* Location annotation dataset excerpts:
-----
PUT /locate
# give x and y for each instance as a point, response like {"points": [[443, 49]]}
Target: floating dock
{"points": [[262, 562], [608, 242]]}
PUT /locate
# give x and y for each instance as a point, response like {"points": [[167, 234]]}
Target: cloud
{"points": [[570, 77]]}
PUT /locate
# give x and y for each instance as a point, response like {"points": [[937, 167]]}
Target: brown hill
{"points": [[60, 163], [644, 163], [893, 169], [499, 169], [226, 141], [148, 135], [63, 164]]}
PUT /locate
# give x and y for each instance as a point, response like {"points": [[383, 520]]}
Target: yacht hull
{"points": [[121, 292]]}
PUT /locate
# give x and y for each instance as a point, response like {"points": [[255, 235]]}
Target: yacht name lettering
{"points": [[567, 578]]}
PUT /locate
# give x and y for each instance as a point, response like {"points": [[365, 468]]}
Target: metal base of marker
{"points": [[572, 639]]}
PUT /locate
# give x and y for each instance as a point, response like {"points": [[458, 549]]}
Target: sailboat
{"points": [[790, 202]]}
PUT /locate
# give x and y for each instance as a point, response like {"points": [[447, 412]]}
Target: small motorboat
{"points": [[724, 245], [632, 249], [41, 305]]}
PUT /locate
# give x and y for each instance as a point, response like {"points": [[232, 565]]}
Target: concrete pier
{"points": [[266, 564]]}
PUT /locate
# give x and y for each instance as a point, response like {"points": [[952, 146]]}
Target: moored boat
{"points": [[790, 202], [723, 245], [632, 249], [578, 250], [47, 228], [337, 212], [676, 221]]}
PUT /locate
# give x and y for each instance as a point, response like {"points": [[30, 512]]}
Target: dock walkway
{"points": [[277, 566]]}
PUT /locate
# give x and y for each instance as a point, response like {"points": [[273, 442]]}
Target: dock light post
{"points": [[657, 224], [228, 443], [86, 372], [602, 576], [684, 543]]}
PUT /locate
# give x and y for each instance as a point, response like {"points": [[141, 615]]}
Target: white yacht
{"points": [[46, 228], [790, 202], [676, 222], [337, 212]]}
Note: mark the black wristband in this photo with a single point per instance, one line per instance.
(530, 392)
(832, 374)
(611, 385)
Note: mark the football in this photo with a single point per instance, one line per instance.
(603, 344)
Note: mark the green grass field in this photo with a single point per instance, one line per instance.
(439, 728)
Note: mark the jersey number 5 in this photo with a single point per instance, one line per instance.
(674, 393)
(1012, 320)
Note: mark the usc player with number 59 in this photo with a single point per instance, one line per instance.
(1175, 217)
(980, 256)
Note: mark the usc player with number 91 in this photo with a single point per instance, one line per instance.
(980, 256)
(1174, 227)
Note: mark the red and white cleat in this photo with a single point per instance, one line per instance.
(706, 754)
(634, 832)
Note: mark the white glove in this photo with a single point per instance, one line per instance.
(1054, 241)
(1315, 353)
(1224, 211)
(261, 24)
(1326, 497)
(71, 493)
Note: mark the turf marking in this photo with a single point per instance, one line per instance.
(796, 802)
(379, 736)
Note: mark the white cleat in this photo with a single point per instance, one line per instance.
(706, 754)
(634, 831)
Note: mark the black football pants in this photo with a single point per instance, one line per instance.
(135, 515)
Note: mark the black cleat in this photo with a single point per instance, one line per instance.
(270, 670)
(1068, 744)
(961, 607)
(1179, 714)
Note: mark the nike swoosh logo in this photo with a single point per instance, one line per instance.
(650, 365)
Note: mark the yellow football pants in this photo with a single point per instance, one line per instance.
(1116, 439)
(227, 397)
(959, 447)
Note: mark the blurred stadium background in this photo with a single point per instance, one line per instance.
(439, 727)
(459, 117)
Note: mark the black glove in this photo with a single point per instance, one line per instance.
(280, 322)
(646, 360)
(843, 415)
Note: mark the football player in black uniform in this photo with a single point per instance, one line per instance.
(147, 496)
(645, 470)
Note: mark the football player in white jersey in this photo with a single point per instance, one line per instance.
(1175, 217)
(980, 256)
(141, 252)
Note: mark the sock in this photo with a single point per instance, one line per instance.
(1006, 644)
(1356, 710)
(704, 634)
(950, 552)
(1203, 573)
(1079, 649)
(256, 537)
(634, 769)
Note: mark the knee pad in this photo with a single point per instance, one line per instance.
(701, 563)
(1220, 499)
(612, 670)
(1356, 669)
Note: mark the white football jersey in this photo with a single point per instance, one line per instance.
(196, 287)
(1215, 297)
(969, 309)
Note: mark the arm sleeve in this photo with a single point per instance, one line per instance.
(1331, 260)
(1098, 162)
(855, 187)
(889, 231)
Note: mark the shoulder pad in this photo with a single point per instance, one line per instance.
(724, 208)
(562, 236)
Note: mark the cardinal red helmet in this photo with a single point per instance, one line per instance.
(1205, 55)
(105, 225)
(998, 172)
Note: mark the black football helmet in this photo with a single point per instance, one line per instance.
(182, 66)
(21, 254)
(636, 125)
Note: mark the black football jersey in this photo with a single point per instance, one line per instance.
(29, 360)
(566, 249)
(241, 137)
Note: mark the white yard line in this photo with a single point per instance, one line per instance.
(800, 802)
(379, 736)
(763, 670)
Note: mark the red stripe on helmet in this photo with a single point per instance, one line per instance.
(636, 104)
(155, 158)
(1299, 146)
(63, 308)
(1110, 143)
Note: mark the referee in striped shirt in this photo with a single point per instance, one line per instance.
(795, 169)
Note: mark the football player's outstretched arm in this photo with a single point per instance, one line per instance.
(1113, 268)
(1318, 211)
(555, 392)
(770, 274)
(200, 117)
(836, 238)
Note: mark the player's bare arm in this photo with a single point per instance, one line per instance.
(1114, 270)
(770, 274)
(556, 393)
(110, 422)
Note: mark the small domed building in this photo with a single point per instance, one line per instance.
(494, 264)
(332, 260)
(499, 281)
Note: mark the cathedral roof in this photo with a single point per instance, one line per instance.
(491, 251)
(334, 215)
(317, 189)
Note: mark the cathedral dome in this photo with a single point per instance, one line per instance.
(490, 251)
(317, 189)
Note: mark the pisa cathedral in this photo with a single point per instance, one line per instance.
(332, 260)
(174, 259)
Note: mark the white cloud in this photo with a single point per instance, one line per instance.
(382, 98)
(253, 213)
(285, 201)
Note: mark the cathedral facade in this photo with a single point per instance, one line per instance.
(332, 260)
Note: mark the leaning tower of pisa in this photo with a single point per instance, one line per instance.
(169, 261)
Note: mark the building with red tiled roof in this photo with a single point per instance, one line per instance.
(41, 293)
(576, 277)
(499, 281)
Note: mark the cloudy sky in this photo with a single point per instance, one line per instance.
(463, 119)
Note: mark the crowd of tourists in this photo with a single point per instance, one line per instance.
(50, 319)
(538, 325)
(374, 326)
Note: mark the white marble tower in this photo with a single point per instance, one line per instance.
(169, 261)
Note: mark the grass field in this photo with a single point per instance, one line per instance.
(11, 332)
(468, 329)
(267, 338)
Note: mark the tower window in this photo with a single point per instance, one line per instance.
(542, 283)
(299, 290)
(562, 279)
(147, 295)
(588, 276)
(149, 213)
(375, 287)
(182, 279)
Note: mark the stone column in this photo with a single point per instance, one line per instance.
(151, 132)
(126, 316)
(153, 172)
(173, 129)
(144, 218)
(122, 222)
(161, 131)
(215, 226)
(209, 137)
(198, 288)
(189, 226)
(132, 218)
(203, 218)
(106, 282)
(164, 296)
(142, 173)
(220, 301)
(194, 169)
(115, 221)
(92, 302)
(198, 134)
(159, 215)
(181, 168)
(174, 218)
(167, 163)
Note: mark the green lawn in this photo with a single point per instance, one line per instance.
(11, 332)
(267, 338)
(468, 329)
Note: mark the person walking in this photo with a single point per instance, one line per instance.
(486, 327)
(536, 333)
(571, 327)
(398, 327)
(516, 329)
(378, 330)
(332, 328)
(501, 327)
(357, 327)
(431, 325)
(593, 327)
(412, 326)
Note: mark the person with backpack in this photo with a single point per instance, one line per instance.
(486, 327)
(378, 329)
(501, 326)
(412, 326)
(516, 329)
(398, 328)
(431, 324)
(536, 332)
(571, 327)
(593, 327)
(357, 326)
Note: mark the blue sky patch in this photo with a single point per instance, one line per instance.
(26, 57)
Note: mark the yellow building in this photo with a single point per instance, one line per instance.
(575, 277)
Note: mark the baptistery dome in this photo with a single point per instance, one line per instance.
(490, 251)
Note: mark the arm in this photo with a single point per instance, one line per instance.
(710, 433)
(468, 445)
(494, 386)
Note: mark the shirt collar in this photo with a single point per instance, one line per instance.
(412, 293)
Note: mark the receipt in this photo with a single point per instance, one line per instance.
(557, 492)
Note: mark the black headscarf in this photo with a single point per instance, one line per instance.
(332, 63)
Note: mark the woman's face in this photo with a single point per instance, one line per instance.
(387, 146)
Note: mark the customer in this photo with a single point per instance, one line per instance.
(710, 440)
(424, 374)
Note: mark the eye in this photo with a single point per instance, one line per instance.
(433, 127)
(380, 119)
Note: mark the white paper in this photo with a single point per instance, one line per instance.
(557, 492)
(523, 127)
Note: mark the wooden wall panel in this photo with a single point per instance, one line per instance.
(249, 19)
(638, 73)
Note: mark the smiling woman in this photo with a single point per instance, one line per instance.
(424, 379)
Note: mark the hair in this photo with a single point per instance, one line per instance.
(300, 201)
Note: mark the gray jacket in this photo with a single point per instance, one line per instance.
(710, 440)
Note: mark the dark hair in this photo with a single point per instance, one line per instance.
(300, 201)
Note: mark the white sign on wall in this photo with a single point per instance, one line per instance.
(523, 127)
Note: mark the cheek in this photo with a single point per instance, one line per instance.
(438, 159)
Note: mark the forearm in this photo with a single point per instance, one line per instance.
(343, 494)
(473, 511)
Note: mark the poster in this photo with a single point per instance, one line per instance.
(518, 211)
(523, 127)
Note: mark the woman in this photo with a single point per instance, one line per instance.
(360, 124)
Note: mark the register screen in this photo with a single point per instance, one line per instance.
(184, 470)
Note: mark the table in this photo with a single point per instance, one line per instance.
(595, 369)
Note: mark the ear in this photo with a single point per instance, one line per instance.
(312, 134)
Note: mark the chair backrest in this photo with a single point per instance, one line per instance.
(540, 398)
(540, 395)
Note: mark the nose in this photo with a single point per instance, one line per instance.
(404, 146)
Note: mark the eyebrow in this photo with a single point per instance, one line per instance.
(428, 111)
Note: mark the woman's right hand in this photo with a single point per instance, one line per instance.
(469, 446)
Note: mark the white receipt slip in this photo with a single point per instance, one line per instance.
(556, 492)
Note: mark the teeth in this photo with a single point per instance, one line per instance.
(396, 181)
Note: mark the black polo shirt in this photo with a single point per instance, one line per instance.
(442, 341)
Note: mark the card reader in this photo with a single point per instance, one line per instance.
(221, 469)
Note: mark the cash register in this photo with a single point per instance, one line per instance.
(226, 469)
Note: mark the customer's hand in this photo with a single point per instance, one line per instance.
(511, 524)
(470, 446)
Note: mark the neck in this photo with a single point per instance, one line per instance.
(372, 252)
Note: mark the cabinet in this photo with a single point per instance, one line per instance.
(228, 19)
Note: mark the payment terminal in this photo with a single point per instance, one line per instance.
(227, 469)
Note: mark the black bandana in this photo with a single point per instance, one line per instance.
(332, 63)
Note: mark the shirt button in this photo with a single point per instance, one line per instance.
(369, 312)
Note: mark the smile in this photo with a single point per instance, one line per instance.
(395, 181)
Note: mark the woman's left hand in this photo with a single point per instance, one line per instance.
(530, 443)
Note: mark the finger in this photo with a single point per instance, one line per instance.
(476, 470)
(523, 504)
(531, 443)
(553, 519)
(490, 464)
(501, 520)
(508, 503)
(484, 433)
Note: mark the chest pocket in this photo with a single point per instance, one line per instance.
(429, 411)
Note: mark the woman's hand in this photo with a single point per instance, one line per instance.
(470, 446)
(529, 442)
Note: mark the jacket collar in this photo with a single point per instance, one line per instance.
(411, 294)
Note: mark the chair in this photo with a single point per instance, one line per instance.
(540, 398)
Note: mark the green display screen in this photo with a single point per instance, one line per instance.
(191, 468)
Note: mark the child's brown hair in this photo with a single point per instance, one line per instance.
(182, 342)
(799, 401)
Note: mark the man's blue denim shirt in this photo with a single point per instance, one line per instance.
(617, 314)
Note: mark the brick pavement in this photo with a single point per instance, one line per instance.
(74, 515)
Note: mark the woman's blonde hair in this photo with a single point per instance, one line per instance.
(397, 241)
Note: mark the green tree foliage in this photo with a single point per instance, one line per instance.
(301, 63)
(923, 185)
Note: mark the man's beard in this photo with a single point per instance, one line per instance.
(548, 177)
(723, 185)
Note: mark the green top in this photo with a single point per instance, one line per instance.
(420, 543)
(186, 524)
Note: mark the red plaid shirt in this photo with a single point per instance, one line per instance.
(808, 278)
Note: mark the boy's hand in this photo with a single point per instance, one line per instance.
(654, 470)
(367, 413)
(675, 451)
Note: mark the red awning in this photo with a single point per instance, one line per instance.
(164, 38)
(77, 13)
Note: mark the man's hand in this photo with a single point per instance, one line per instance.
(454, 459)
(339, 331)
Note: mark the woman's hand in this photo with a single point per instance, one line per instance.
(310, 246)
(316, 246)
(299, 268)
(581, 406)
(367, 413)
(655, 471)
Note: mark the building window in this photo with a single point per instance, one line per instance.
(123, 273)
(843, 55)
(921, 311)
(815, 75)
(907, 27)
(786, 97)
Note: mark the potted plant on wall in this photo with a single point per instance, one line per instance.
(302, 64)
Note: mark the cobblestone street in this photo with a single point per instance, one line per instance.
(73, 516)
-----
* What is expected: Can you turn the records, from the line containing "Note: mark the boy's" through the last line, into a numbered list with blank lines left out?

* Exercise response:
1. Note: mark the boy's hand in this photo with a single point per instance, one line per instance.
2. (654, 470)
3. (367, 413)
4. (675, 451)
5. Note: mark the red awning in this photo with a single point per instance, one line per instance.
6. (164, 38)
7. (77, 13)
8. Note: mark the man's hand in this photo with a single point per instance, one line per instance.
9. (454, 459)
10. (339, 331)
11. Note: mark the woman's hand in this photo with a single point per instance, one line per instance.
12. (310, 246)
13. (316, 246)
14. (299, 268)
15. (581, 406)
16. (367, 413)
17. (655, 471)
18. Note: mark the building window in this photo with a single point per instance, one line per instance.
19. (123, 273)
20. (843, 55)
21. (921, 311)
22. (815, 75)
23. (907, 27)
24. (786, 97)
25. Note: mark the potted plant on wall in this photo with a single point per instance, one line per instance.
26. (302, 64)
27. Note: mark the cobblestone street in this photo with a single point per instance, one line per instance.
28. (73, 516)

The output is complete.